* BEGIN Dataset excerpts *

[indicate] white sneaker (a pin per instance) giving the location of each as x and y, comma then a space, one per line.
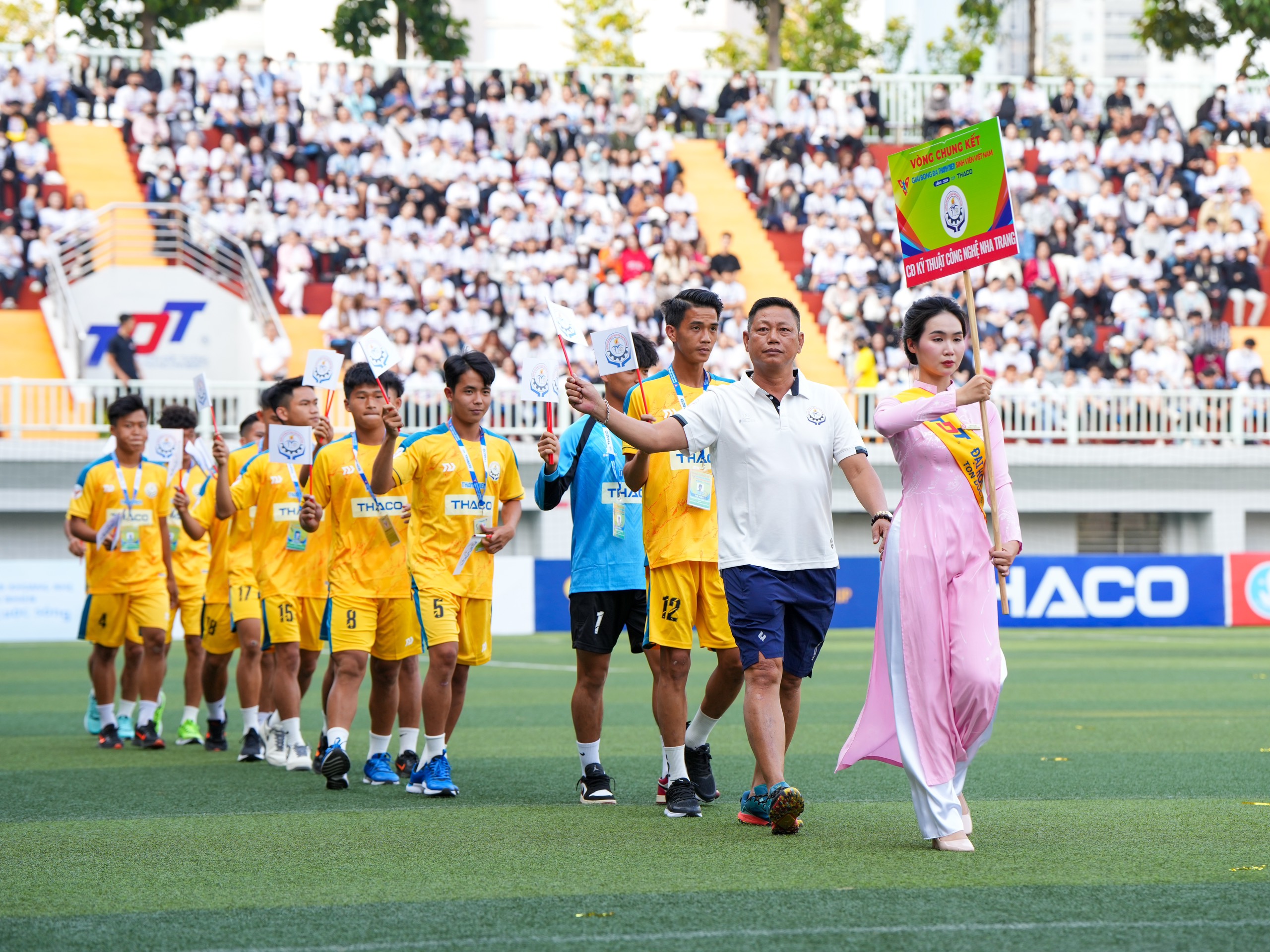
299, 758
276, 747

* END Dataset excerpts *
* BEGIN Dataset excerpts *

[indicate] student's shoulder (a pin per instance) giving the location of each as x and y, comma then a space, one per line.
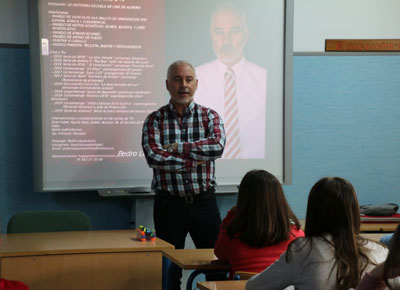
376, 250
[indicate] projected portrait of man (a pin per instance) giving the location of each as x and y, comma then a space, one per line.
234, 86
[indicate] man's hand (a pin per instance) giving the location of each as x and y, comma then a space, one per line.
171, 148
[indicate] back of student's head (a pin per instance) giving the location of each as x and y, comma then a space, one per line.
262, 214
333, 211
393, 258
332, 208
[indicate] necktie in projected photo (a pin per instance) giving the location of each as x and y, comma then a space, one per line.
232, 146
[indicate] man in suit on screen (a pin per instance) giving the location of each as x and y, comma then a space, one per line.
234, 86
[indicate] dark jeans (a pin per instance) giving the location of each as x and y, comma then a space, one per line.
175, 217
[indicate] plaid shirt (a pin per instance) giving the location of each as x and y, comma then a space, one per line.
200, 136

* END Dataset excerpts *
* BEGIN Dataset excerpts *

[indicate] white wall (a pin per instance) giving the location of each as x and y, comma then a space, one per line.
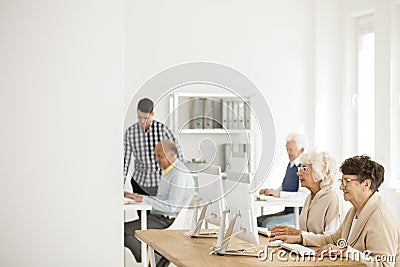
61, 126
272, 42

* END Dataset excerpts *

> The problem: How many lines in the records above contain the string "student"? Reply with the number alone.

> Written solution: 2